INSTRUÇÕES:
A. Segundo o texto sobre o círculo de escuta com líderes indígenas, em que data a Rede Meli e a Regen10 realizaram esse encontro?
B. Transcreva do texto sobre o círculo de escuta com líderes indígenas o trecho que vai de "Para inspirar ações" até "linhas a seguir.".
C. Dê continuidade ao texto sobre o círculo de escuta com líderes indígenas a partir do ponto em que ele termina.

TEXTO DE LEITURA:

____________

Para inspirar ações conscientes, no dia 31 de outubro, a Rede Meli e a Regen10 deram vida a um círculo de escuta com líderes indígenas de seis etnias — Apurinã, Guajajara, Kambeba, Kokama, Kopenoty e Tupinambá — representando quatro biomas brasileiros — Amazônia, Cerrado, Pantanal e Mata Atlântica. Sua profunda visão sobre a realidade atual de suas comunidades e um caminho em direção a um futuro mais promissor são revelados nas linhas a seguir.

Raízes dos desafios: encontrando respostas no passado

Os desafios que as comunidades indígenas enfrentam hoje têm raízes históricas profundas, decorrentes de um processo violento de colonização que deixou um impacto duradouro na forma de uma mentalidade colonial persistente. No passado, a vida dessas comunidades era caracterizada pelo sentimento de abundância gerado pela harmonia com a natureza e sua biodiversidade. No entanto, o presente é marcado por um sentido pervasivo de escassez e desempoderamento, entrelaçado com um profundo sentimento de vergonha relacionado às suas origens e modos tradicionais de vida.

Eles nos ensinaram a derrubar árvores e plantar monocultura no lugar.

Aruak Kopenoty

Em uma discussão comovente, Aruak compartilhou o desanimador legado dos programas de assistência indígena, relembrando como foram ensinados a derrubar árvores e substituí-las por espécies exóticas — ilustrando o uso colonial da assistência técnica, que lançou uma sombra duradoura no ecossistema das comunidades. Essa narrativa destaca as consequências persistentes das intervenções históricas e ressalta a urgente necessidade de traçar um curso de ação mais sustentável e culturalmente sensível. 

Essa não é uma instância isolada. No workshop de Agrofloresta realizado no território Arariboia, vários participantes manifestaram espanto quando sugerimos o uso de sementes locais. Isso representou uma mudança em relação aos programas tradicionais de cooperação, que normalmente introduziam sementes exóticas para cultivos em monocultura. Em nossa experiência, a abordagem de aproveitar a abundância já existente nas comunidades indígenas como base para a colaboração, tem se mostrado o método mais eficaz para fomentar parcerias duradouras.

____________

Linhas do conjunto de dados de apontamento de objetos
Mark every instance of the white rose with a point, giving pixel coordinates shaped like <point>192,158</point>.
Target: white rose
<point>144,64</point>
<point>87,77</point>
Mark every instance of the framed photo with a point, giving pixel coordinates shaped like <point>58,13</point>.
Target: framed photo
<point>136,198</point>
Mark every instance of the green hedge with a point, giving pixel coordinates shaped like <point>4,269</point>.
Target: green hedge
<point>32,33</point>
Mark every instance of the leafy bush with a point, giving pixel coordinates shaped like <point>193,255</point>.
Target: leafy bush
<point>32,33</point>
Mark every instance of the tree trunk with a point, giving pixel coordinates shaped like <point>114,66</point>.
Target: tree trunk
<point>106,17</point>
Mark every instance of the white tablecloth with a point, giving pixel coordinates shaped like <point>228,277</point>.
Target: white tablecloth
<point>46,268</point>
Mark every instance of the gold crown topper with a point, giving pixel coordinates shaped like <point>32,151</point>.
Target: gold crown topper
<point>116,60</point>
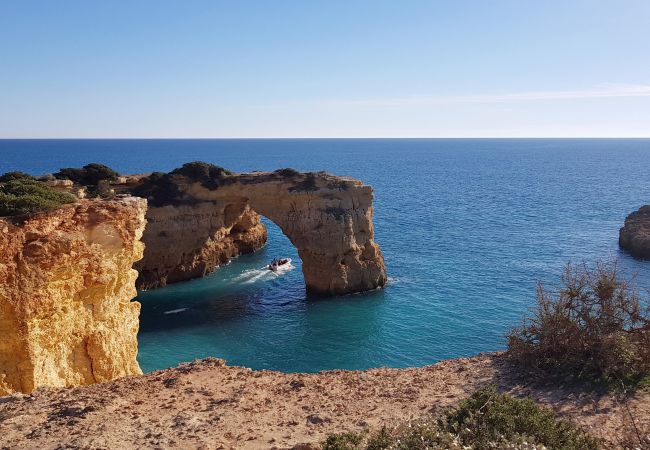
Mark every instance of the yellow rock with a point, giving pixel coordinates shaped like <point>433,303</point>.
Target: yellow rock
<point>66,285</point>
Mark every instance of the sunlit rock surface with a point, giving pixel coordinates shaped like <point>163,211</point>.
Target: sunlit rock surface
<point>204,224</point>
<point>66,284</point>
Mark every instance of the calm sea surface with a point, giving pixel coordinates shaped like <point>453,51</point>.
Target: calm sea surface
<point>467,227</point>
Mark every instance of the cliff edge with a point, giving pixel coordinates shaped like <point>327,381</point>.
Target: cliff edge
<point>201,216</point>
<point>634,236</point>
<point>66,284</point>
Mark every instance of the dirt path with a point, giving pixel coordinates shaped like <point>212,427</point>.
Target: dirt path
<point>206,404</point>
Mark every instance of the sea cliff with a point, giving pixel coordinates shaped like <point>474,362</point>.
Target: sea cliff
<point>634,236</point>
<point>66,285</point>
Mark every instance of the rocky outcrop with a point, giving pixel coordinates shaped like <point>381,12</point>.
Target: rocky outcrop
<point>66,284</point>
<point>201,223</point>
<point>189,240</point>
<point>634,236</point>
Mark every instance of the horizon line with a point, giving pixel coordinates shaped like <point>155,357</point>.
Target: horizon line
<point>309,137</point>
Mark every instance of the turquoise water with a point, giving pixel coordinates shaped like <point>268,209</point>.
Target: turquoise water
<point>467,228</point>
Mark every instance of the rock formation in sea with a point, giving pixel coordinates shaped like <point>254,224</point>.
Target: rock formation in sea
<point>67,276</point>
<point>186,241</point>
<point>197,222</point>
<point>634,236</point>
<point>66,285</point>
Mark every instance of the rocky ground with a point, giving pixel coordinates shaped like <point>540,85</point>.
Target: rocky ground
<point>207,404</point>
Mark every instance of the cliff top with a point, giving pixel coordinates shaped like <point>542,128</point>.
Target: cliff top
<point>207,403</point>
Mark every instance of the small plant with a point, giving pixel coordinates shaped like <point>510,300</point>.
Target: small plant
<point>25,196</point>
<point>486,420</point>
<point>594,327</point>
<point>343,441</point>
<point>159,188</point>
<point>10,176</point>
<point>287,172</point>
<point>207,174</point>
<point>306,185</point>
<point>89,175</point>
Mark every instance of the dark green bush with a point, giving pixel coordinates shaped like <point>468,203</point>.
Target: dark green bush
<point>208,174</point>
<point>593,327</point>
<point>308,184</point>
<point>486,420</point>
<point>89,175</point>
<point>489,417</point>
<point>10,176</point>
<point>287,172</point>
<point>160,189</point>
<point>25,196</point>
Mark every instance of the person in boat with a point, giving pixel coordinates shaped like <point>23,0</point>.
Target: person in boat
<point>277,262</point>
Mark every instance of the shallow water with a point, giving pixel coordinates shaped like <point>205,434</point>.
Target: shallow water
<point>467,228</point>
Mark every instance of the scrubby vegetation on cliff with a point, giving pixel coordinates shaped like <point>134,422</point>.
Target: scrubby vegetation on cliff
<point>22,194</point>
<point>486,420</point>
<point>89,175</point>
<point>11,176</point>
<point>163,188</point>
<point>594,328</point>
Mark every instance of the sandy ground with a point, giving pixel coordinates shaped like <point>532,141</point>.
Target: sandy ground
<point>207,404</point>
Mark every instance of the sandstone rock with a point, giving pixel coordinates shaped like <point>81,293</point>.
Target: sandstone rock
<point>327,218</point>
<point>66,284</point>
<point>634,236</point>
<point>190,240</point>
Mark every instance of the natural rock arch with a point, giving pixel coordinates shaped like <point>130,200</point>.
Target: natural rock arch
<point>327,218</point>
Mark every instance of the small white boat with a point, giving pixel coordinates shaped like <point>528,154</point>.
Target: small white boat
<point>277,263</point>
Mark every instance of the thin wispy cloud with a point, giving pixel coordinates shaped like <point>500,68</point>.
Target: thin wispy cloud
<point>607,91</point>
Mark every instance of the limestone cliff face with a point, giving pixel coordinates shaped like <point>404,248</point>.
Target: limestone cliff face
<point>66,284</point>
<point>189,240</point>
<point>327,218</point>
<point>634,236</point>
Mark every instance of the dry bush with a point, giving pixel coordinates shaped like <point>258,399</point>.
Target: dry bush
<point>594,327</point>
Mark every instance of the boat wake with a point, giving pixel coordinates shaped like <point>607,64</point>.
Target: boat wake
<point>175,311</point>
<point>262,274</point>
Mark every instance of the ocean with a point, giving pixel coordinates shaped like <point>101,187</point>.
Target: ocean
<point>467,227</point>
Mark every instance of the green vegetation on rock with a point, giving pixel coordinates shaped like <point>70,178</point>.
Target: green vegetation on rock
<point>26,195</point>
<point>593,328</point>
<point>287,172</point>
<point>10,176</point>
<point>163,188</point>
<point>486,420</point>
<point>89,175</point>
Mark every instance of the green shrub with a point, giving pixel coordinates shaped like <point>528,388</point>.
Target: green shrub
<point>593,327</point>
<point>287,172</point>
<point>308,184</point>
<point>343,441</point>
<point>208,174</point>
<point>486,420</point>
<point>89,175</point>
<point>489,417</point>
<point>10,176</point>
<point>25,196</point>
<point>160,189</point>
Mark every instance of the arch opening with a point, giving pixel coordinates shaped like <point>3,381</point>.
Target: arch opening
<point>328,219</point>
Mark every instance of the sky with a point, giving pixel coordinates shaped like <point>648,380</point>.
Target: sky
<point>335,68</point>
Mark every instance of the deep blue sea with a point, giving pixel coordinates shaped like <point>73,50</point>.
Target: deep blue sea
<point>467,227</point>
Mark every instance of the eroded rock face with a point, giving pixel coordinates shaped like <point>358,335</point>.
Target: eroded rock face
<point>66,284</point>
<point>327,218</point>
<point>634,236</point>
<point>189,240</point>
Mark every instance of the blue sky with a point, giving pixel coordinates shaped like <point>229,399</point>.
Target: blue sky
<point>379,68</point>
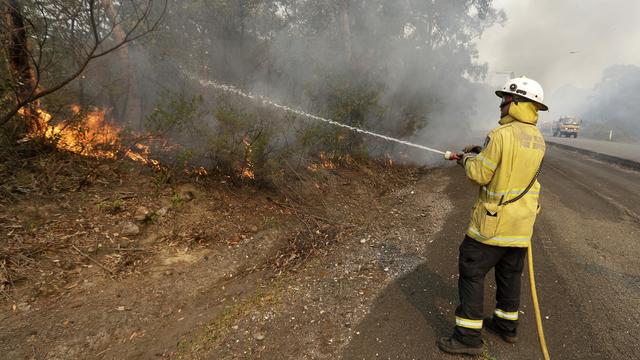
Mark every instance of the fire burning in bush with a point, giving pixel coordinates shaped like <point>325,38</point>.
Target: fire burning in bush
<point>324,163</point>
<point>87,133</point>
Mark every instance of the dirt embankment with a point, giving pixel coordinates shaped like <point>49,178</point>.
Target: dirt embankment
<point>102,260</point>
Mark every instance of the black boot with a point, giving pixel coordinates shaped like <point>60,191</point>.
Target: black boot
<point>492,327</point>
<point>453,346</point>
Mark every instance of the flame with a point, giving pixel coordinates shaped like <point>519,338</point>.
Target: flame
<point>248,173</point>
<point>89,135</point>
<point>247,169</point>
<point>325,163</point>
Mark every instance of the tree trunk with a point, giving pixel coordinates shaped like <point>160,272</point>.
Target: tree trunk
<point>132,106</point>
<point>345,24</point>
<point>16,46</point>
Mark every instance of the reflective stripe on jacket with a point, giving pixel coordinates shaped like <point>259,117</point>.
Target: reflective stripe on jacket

____________

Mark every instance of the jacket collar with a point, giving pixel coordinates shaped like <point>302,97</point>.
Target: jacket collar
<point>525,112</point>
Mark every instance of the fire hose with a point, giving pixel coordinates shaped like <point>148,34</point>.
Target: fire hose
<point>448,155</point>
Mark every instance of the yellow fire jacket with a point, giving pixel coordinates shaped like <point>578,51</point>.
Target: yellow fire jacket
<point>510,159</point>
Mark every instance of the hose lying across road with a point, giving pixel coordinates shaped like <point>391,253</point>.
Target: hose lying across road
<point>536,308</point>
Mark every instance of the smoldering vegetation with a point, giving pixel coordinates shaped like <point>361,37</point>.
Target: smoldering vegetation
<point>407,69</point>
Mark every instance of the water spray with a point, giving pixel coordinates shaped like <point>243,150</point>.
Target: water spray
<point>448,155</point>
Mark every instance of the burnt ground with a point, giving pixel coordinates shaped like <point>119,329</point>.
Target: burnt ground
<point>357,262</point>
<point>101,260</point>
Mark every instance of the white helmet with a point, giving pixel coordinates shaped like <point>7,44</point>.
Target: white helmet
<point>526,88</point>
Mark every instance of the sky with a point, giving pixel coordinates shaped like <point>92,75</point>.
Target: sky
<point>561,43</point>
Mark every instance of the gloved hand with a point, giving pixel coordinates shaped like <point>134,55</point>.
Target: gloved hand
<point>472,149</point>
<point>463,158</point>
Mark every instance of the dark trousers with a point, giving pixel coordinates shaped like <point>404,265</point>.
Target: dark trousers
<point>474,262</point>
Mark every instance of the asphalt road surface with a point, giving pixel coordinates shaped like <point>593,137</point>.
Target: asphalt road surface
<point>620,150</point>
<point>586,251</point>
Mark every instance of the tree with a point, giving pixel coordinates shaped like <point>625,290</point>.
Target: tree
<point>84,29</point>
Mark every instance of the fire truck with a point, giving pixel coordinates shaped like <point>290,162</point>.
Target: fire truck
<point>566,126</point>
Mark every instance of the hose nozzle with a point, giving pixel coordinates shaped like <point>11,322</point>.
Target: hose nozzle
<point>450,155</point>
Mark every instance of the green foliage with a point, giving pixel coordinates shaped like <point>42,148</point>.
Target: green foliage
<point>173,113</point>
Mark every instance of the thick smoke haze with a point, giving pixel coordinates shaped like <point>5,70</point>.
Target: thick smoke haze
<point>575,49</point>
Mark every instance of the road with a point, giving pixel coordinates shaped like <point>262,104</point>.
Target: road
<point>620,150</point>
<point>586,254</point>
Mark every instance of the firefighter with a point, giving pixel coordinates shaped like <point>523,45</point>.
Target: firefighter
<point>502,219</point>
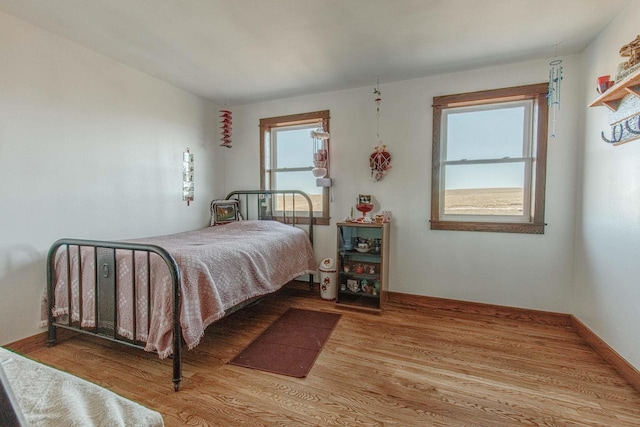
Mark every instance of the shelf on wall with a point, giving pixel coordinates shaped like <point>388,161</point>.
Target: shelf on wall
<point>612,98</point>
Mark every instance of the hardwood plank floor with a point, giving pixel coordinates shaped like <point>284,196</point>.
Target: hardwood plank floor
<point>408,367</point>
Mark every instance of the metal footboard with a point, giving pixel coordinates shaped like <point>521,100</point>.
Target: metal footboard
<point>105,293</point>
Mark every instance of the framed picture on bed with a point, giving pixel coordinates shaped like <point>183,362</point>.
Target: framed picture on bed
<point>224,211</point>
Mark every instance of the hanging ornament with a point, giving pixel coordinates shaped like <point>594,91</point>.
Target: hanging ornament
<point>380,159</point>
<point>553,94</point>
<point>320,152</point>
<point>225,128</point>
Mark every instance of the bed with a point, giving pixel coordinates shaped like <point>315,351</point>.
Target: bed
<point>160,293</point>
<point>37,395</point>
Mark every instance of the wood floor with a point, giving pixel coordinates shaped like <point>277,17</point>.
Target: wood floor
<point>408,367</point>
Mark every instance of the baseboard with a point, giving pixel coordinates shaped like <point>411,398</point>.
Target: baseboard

____________

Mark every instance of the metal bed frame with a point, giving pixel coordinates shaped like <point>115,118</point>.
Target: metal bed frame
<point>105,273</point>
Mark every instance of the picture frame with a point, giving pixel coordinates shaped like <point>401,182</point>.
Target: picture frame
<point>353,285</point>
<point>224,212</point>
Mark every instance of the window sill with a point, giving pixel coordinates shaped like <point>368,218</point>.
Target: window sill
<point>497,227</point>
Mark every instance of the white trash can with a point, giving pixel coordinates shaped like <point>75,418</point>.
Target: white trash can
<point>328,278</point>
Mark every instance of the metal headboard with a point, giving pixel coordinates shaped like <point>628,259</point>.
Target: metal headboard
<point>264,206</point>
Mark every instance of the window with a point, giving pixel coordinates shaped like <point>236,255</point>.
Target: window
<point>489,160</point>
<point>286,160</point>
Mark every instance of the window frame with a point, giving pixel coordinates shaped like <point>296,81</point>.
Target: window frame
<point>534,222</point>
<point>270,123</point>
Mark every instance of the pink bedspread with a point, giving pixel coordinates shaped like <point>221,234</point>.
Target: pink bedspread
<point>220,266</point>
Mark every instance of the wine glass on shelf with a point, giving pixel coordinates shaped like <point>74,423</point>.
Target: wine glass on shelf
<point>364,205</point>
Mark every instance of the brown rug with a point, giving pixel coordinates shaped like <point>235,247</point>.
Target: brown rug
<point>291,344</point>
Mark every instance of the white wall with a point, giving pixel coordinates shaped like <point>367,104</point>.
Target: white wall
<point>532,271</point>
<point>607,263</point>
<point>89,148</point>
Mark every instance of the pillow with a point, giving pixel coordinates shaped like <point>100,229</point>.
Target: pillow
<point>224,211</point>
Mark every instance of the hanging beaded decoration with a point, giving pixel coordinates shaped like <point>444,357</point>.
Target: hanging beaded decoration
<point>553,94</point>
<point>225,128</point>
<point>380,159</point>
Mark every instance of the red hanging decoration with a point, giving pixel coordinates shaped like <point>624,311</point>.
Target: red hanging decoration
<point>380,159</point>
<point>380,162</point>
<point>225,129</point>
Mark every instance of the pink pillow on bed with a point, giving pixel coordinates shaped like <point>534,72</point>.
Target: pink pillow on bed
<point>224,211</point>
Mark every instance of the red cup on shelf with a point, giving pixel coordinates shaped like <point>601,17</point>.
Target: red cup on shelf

____________

RESPOSTAS POR TAREFA:
A. No dia 31 de outubro.

B.
Para inspirar ações conscientes, no dia 31 de outubro, a Rede Meli e a Regen10 deram vida a um círculo de escuta com líderes indígenas de seis etnias — Apurinã, Guajajara, Kambeba, Kokama, Kopenoty e Tupinambá — representando quatro biomas brasileiros — Amazônia, Cerrado, Pantanal e Mata Atlântica. Sua profunda visão sobre a realidade atual de suas comunidades e um caminho em direção a um futuro mais promissor são revelados nas linhas a seguir.

C.
Realidades indígenas diante dos desafios atuais

Comunidades nativas, profundamente interligadas com seus contextos culturais e ambientais únicos, enfrentam as consequências generalizadas da crise climática. A intensificação da escassez de água representa um desafio fundamental, ameaçando meios de subsistência e práticas tradicionais em todas as comunidades de todos os biomas representados em nossa reunião. Em resposta aos efeitos adversos das mudanças do clima em suas colheitas, essas comunidades buscam ativamente espécies nativas de plantas comestíveis, capazes de resistir a condições ambientais extremas — a mandioca sendo destacada unanimemente como a mais resiliente.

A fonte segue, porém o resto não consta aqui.